Turn every line in the records below into a numbered list, omitting blank lines.

(Rows from a dataset)
▼▼▼
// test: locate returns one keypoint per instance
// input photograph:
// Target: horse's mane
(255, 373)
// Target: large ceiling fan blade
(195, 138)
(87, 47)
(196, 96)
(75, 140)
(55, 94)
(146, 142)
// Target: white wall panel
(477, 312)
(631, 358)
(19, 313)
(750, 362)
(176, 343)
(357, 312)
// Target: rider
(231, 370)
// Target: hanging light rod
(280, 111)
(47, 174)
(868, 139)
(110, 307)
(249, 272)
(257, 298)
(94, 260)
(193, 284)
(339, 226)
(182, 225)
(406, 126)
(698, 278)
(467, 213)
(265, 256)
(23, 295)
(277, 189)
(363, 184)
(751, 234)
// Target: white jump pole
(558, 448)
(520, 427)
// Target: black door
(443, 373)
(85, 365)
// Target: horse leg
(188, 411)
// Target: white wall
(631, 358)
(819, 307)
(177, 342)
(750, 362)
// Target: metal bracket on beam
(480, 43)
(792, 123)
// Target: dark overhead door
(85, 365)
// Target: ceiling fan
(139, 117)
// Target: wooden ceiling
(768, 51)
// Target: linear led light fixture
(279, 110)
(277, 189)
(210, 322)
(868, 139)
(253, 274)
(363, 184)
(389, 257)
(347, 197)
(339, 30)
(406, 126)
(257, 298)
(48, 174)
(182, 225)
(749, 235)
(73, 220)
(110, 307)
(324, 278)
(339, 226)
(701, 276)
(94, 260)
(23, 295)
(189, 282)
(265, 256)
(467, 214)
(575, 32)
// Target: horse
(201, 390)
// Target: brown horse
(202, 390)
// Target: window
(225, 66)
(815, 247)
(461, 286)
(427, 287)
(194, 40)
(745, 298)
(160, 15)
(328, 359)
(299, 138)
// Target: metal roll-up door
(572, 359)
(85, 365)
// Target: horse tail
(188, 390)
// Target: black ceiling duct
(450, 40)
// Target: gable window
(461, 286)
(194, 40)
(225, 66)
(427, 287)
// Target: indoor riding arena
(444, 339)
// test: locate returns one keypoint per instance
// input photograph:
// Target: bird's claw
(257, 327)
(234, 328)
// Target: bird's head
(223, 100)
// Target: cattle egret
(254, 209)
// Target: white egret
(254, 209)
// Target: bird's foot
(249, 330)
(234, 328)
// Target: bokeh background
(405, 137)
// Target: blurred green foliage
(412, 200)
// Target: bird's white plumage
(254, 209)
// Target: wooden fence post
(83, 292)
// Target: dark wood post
▲▲▲
__Final result__
1. // test: locate returns one keypoint per instance
2. // input photograph:
3. // Target: horse's mane
4. (255, 373)
5. // Target: large ceiling fan blade
6. (195, 138)
7. (87, 47)
8. (196, 96)
9. (75, 140)
10. (55, 94)
11. (146, 142)
12. // Target: white wall panel
13. (477, 312)
14. (631, 358)
15. (19, 313)
16. (750, 362)
17. (176, 343)
18. (357, 312)
19. // Target: rider
20. (231, 370)
21. // Target: hanging light rod
22. (280, 111)
23. (47, 174)
24. (868, 139)
25. (110, 307)
26. (249, 272)
27. (257, 298)
28. (94, 260)
29. (193, 284)
30. (339, 226)
31. (182, 225)
32. (406, 126)
33. (698, 278)
34. (467, 213)
35. (265, 256)
36. (23, 295)
37. (277, 189)
38. (363, 184)
39. (751, 234)
40. // Target: white jump pole
41. (558, 448)
42. (520, 427)
43. // Target: black door
44. (443, 373)
45. (85, 365)
46. // Target: horse leg
47. (188, 411)
48. // Target: white wall
49. (631, 358)
50. (819, 307)
51. (177, 342)
52. (750, 362)
53. // Target: metal bracket on beam
54. (480, 43)
55. (792, 123)
56. // Target: dark overhead door
57. (85, 365)
58. // Target: ceiling fan
59. (139, 117)
60. // Target: wooden ceiling
61. (768, 51)
62. // Target: linear led light fixture
63. (279, 110)
64. (277, 189)
65. (210, 322)
66. (868, 139)
67. (253, 274)
68. (363, 184)
69. (389, 257)
70. (347, 197)
71. (339, 30)
72. (406, 126)
73. (257, 298)
74. (48, 174)
75. (182, 225)
76. (749, 235)
77. (73, 220)
78. (110, 307)
79. (324, 278)
80. (339, 226)
81. (701, 276)
82. (94, 260)
83. (23, 295)
84. (189, 282)
85. (265, 256)
86. (467, 214)
87. (575, 32)
88. // Target: horse
89. (201, 390)
90. // Target: brown horse
91. (202, 390)
92. // Target: window
93. (225, 66)
94. (815, 247)
95. (461, 286)
96. (427, 287)
97. (194, 40)
98. (745, 298)
99. (160, 15)
100. (328, 359)
101. (299, 138)
102. // Target: metal roll-up door
103. (572, 359)
104. (85, 365)
105. // Target: horse tail
106. (188, 390)
107. // Target: black ceiling duct
108. (450, 40)
109. // Target: gable window
110. (461, 286)
111. (194, 40)
112. (225, 66)
113. (427, 287)
114. // Target: indoor riding arena
115. (444, 339)
116. // test: locate returns one keypoint per instance
117. // input photograph:
118. // Target: bird's claw
119. (257, 327)
120. (234, 328)
121. // Target: bird's head
122. (223, 100)
123. // Target: cattle egret
124. (254, 209)
125. // Target: white egret
126. (254, 209)
127. // Target: bird's foot
128. (249, 330)
129. (234, 328)
130. // Target: bokeh background
131. (405, 137)
132. // Target: blurred green foliage
133. (412, 200)
134. // Target: bird's white plumage
135. (254, 209)
136. // Target: wooden fence post
137. (83, 292)
138. // Target: dark wood post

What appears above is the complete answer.